• [KUTIPAN TEKS]
#####

Organisasi Rakyat dapat dibedakan secara tegas dengan organisasi masyarakat sipil lainnya seperti LSM, organisasi profesi maupun ormas “onderbouw” partai politik. Konsep organisasi rakyat dalam tulisan ini mendekati definisi berikut ini:
Organisasi rakyat dapat didefinisikan sebagai organisasi yang demokratis, yang mewakili kepentingan dan bertanggung jawab kepada anggotanya. Mereka dibentuk oleh orang-orang yang mengenal satu sama lain, atau yang berbagi pengalaman bersama, dan mereka melanjutkan keberadaannya tanpa tergantung pada insiatif atau pun pendanaan dari luar. Di negara-negara berkembang, rakyat terorganisasi dalam kelompok-kelompok kecil, berbasis lokal dan longgar. Representasi mereka tidak terbatas di tingkatan akar rumput; mereka juga menyebar ke atas dan ke luar dari basis lokal ke tingkat regional dan nasional, dan mewakili jaringan masyarakat, kelompok profesional atau pun serikat pekerja (People in the CO, Chapter 5:84)[12]
Pengertian di atas berbeda dengan konsepsi organisasi rakyat atau kerakyatan maupun organisasi massa yang dikenal dalam sejarah gerakan sosial-politik. Pada masa revolusi kemerdekaan organisasi rakyat identik dengan “kaki-tangan” dari partai politik, kurang lebih sama dengan organisasi massa (ormas) pada masa Orde Baru, yang diatur dalam peraturan perundang-undangan. Demikian halnya dengan Lembaga Swadaya Masyarakat (LSM), yang dibedakan dengan organisasi rakyat, terutama pada bentuk formal, serta fungsinya dalam konteks gerakan sosial, yakni LSM sebagai supporting system.
Pengertian pokok organisasi rakyat dalam tulisan ini adalah organisasi komunitas yang berbasis kelompok-kelompok informal, dengan struktur yang fleksibel. Ciri-ciri utama Organisasi Rakyat – disingkat OR dirumuskan oleh para aktifis opengorganisaian komunitas di antaranya oleh Roem Topatimasang[13]: (1) OR didirikan oleh warga setempat, bukan oleh orang luar; (2) OR berbasis keanggotaan perseorangan (membership based), bukan keanggotaan organisasi; (3) OR tidak terikat oleh aturan formal yang dikenakan pada LSM maupun Ormas pada umumnya; (4) struktur tertinggi dan mekanisme pertanggung-gugatan dalam OR ditentukan oleh anggota; (5) sumber pokok pembiayaan OR adalah sumbangan atau iuran anggota; (6) program utama OR bertolak dari kebutuhan nyata, praktis, dan karena itu berorientasi pada pelayanan.

#####

• [KUMPULAN DATA]
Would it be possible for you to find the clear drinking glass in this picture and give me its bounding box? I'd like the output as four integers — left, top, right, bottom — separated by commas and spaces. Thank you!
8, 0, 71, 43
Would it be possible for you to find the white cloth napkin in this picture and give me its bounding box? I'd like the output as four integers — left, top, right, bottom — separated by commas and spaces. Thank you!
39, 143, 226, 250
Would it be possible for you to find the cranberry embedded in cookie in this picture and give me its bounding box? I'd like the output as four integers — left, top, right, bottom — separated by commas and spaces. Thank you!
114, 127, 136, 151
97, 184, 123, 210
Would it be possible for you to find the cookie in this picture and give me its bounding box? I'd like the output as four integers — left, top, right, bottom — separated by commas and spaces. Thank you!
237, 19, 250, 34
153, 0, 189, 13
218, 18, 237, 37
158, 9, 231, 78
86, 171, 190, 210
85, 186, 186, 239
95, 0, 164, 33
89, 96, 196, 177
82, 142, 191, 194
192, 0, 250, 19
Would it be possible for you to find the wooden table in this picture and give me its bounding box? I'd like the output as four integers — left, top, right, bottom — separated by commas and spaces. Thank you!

#####

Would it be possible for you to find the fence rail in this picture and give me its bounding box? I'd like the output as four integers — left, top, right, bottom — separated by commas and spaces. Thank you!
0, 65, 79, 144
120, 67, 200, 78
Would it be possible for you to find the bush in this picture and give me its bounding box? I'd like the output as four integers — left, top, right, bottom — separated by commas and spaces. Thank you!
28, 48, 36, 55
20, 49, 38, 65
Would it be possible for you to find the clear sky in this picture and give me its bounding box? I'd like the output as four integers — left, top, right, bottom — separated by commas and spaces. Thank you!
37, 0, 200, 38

#####

• [LATIHAN SOAL]
**A.** Menurut kutipan tentang organisasi rakyat, apa sumber pokok pembiayaan organisasi rakyat?
**B.** Lanjutkan kutipan tentang organisasi rakyat dari titik terakhirnya.

• [KUNCI JAWABAN]
**A.** Sumbangan atau iuran anggota.

**B.**
Secara ideal, jarang sekali OR yang memenuhi semua ciri-ciri di atas dan bertahan atau pun independen dalam waktu lama. Di Makassar, KPRM maupun organisasi kampung dan sektor informal bisa bertahan karena beberapa prasyarat dasar:
Pertama, adanya kader-kader penggerak atau organizer kampung, dan aktifis pendamping yang berintegrasi ke dalam OR. Kader dan organizer ini yang bekerja efektif memediasi kepentingan anggota yang berbeda-beda.
Kedua, adanya masalah aktual yang terus-menerus direspon di tingkat kelompok sampai di tingkat kota. Misalnya, dalam lima tahun terakhir, kader-kader KPRM telah mengadvokasi sedikitnya 5000 lembar akte kelahiran, KTP/KK, serta kartu jaminan kesehatan yang dibutuhkan keluarga miskin. Demikian halnya pemecahan masalah insidentil warga miskin di pusat-pusat layanan dasar seperti sekolah, puskesmas/rumah sakit, kepolisian.
Ketiga, adanya tekanan yang sama dialami oleh orang-orang kampung, misalnya sengketa tanah. Forum-forum warga di Bontoduri, Kampung Pisang, Bulogading, Kassi-kassi, dan lain-lain tetap eksis sebagai OR di tingkat kampung karena warga yang bergabung di dalamnya dalam posisi tergugat oleh musuh bersama. Tingkat swadaya relatif tinggi, mampu membiayai pengacara dan aksi-aksi massa;
Keempat, adanya kegiatan ekonomi yang sama di suatu tempat seperti pasar. Asosiasi PKL Makassar Mall masih eksis karena anggotanya relatif tidak bermasalah dari sisi pendapatan. Hal yang berbeda dialami pedagang yang berjualan di trotoar dan pinggiran jalan, yang bubar ketika organisasi tidak sanggup mengadvokasi sampai ke tingkat kota. Suatu pengecualian dialami PKL pelabuhan, yang digusur pada tahun 2004, tetapi kemudian kembali berjualan, karena adanya konsensus di antara organisasi pendamping dengan Pelindo dan Pemerintah Kota yang berkepentingan mendapat PAD dari kegiatan ekonomi di dalam pelabuhan;
Keenam, jaringan organisasi pendukung yang meluas dan bertingkat-tingkat terbukti efektif bagi OR dalam mempengaruhi struktur kekuatan politik. KPRM dan beberapa organisasi rakyat yang memiliki jaringan nasional seperti Front Nasional Perjuangan Buruh Indonesia, termasuk dalam pengertian ini.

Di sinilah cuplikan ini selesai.